November 30, 2021 nuScenes

Motional is making its virtual reality environments open source to help accelerate research on AV-pedestrian interaction.

In 2019, Motional made nuScenes™, our large-scale autonomous driving dataset, open source to help spur industry-wide collaboration and further research that will bring safe driverless vehicles to our streets and communities faster. Since its original release, nuScenes™ has been downloaded by more than 12,000 academics and researchers, and referenced in over 600 publications. nuScenes™ also pioneered a movement of safety-focused data sharing across the industry.

Today, we’re excited to announce we’re continuing the nuScenes™ legacy by making nuReality™ - which consists of custom-built Virtual Reality (VR) environments used to study the interaction between autonomous vehicles (AVs) and pedestrians - publicly available for the research community.

A key challenge to widespread acceptance and adoption of driverless vehicles is clear, safe, and effective communication between AVs and other road users. When a pedestrian or cyclist crosses the street and a human driver isn’t behind the wheel to signal recognition and intention using, say, hand gestures or facial expressions, how will road users know the vehicle has acknowledged them and will yield to let them cross? And this is only the first of many AV and human interaction research challenges we envision would benefit from nuReality™ today.

PROVIDED RECORDS:
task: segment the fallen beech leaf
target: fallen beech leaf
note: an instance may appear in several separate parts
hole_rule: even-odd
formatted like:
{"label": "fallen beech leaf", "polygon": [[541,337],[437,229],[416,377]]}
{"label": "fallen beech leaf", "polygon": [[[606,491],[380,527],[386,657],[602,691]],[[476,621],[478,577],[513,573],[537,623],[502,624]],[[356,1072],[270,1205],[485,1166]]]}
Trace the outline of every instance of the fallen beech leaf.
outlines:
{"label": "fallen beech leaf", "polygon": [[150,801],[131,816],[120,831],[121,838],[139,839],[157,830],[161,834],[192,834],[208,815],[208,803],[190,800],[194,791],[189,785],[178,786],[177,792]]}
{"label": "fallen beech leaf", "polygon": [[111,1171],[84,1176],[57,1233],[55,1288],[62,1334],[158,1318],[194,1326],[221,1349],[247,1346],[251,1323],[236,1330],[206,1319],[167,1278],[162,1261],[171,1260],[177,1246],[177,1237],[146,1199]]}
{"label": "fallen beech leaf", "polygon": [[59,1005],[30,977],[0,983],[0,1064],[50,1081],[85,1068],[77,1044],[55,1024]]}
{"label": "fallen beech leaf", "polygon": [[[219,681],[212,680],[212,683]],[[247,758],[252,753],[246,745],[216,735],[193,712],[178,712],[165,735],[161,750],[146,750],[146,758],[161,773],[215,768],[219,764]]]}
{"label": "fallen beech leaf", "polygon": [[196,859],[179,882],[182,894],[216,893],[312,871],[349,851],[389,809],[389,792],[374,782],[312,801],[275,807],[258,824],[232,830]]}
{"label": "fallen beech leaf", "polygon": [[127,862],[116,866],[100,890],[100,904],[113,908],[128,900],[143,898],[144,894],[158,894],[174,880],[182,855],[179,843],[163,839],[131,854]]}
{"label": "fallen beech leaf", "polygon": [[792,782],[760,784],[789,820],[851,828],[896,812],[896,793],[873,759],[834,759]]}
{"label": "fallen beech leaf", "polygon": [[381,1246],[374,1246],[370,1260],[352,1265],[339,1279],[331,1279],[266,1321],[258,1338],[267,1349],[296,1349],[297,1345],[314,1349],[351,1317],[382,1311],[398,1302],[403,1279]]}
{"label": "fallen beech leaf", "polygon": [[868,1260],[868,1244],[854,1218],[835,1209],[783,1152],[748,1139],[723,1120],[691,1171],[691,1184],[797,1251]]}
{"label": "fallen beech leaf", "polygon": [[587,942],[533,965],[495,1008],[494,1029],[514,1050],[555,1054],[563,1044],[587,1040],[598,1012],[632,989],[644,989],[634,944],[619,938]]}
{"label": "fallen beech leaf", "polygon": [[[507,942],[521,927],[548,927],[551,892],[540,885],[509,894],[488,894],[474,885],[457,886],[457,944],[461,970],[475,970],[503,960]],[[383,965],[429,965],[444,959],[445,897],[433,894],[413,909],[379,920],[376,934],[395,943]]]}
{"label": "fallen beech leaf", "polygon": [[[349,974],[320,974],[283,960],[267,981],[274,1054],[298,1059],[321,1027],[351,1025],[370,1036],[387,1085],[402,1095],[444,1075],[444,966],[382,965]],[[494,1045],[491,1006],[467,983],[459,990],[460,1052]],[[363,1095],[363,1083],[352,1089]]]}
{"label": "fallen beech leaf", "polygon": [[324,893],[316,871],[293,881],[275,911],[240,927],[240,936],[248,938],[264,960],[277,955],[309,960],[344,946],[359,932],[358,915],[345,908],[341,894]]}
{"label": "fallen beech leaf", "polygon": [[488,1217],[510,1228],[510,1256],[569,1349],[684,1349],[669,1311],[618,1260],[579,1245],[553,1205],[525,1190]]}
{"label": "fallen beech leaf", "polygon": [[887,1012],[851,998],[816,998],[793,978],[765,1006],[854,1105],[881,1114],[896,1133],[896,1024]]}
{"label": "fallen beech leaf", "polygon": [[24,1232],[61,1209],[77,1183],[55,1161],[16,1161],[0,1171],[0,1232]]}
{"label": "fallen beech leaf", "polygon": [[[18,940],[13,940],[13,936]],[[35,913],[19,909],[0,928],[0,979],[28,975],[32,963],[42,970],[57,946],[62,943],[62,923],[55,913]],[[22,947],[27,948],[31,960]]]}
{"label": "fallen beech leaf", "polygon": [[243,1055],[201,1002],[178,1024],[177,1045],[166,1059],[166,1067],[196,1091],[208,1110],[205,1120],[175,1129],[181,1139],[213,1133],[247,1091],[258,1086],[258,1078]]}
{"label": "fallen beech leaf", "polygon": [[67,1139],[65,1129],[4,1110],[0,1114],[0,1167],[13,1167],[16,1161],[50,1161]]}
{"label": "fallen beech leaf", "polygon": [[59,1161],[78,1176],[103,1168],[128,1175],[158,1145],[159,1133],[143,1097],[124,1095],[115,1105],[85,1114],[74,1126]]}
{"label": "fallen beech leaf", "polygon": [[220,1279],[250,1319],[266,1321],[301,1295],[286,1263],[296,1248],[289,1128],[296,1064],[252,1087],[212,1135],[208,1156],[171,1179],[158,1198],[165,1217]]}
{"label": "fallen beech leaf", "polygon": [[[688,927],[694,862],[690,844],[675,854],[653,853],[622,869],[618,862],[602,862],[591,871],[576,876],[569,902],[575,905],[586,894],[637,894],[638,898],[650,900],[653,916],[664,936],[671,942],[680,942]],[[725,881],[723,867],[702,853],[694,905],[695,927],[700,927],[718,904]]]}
* * *
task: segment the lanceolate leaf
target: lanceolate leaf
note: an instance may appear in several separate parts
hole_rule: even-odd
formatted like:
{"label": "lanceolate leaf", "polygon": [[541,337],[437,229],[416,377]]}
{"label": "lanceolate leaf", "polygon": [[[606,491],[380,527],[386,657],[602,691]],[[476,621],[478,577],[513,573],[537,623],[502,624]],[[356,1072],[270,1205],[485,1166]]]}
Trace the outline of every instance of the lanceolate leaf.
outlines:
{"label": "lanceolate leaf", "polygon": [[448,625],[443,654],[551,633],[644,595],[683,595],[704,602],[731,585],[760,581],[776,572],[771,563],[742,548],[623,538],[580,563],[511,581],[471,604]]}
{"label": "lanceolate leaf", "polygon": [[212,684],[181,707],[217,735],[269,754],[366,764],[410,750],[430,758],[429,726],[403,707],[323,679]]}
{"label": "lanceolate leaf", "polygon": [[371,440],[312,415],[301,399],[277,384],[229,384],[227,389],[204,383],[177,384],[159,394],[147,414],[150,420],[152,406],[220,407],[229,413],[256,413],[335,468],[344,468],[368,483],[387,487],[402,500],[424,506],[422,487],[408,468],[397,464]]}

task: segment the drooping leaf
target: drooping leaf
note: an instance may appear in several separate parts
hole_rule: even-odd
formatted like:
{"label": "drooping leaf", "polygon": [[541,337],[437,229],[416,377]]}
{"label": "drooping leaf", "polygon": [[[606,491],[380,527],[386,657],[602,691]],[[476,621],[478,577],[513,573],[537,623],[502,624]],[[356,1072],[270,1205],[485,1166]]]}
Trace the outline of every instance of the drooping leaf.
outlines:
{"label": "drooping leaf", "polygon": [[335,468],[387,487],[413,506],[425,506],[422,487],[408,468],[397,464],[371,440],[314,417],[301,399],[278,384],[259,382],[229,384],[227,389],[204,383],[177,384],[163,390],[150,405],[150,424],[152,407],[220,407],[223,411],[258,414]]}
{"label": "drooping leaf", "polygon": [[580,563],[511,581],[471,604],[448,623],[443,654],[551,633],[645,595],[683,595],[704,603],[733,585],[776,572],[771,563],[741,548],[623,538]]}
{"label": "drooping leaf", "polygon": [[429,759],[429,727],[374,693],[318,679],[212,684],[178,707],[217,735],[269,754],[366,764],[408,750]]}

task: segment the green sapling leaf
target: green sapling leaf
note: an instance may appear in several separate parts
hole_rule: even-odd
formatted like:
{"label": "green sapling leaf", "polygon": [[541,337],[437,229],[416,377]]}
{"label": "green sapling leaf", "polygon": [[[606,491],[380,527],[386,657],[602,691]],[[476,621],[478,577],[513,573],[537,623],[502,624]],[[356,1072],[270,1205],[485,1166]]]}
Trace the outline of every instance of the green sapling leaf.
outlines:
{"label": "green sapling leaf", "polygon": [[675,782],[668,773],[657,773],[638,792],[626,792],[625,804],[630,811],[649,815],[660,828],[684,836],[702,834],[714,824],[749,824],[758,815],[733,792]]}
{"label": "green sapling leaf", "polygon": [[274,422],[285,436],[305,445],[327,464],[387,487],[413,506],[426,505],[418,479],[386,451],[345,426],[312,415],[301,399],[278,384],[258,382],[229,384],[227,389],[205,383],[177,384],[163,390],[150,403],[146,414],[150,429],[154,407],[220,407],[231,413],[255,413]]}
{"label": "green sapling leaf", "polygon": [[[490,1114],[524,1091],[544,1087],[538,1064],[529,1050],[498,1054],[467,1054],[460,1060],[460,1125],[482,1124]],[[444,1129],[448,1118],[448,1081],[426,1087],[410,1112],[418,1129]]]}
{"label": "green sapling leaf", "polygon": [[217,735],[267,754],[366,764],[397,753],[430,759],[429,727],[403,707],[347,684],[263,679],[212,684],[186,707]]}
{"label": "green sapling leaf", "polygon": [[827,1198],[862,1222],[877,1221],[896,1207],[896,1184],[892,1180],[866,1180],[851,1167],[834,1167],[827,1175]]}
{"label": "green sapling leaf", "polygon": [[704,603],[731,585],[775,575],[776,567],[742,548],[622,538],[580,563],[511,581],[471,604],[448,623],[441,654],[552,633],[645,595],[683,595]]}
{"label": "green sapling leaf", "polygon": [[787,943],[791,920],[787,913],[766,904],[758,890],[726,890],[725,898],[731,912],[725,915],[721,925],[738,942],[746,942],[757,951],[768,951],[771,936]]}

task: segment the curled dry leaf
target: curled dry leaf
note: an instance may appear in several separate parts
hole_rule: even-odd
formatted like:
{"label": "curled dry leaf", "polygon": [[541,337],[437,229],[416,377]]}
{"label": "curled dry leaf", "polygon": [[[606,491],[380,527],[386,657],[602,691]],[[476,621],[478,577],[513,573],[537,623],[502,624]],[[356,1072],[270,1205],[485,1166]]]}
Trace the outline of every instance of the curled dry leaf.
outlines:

TASK SET:
a – Can you return the part of the nuReality announcement that begins at the words "In 2019, Motional" and stops after the words "the research community."?
b – Could you supply the next part of the nuReality announcement, picking up after its last sentence?
The rows come from a separate source, unrelated to the nuReality announcement.

OUTPUTS BY TASK:
a –
In 2019, Motional made nuScenes™, our large-scale autonomous driving dataset, open source to help spur industry-wide collaboration and further research that will bring safe driverless vehicles to our streets and communities faster. Since its original release, nuScenes™ has been downloaded by more than 12,000 academics and researchers, and referenced in over 600 publications. nuScenes™ also pioneered a movement of safety-focused data sharing across the industry.

Today, we’re excited to announce we’re continuing the nuScenes™ legacy by making nuReality™ - which consists of custom-built Virtual Reality (VR) environments used to study the interaction between autonomous vehicles (AVs) and pedestrians - publicly available for the research community.

b –
nuReality™ is a proprietary set of VR experiences that we’re using in our Expressive Robotics research to learn how to train robots to respond in their environment similar to a person. Our goal with making nuReality™ open source is to advance human-machine communication in the AV space.

Visit the nuReality website here

Testing Pedestrian Crossing Scenarios

We developed nuReality™ to understand how expressive behaviors by AVs – flashing lights and deliberate sounds such as exaggerated braking – can aid in human-machine communication with pedestrians and signal a driverless vehicle’s intentions. We’ve found that using expressive behaviors to help AVs communicate with pedestrians in crossing situations enables consumers to more quickly and clearly understand the intent of driverless vehicles and feel more confident in their decisions.

nuReality

A still image from one of the nuReality animated scenarios, that illustrates the realistic VR streetscape setting

Through our Expressive Robotics research, we realized that the benefits of using VR technology lay not only in experimental control, reproducibility, and ecological validity, but also in practicality and accessibility. Since testing pedestrian-crossing scenarios in real life would be complex and potentially unsafe, we collaborated with animation studio CHRLX to create a bespoke VR environment.

There are two vehicles in the animation files: a conventional human-driven vehicle and a driverless vehicle. The animated AV includes side mirror and roof mounted lidar sensors and no visible occupants, while the human driven-model includes a driver looking ahead and remaining motionless during the interaction.

Vehicle Animation Scenarios

We created 10 vehicle animation scenarios, some of which include:

  • A human driver stopping at an intersection
  • An AV stopping at an intersection
  • A human driver not stopping at an intersection
  • An AV not stopping at an intersection
  • An AV using expressive behavior such as a light bar or sounds to signal its intentions

We wanted to make this virtual environment as convincing as possible for the participants and included numerous visual (road and building texturing, parked cars, swaying tree limbs) and audible (birds chirping, cars driving by, people talking) elements. These details enhance place illusion and allow users to sense spatial presence within the virtual environment – giving the impression that they’re standing on an actual street.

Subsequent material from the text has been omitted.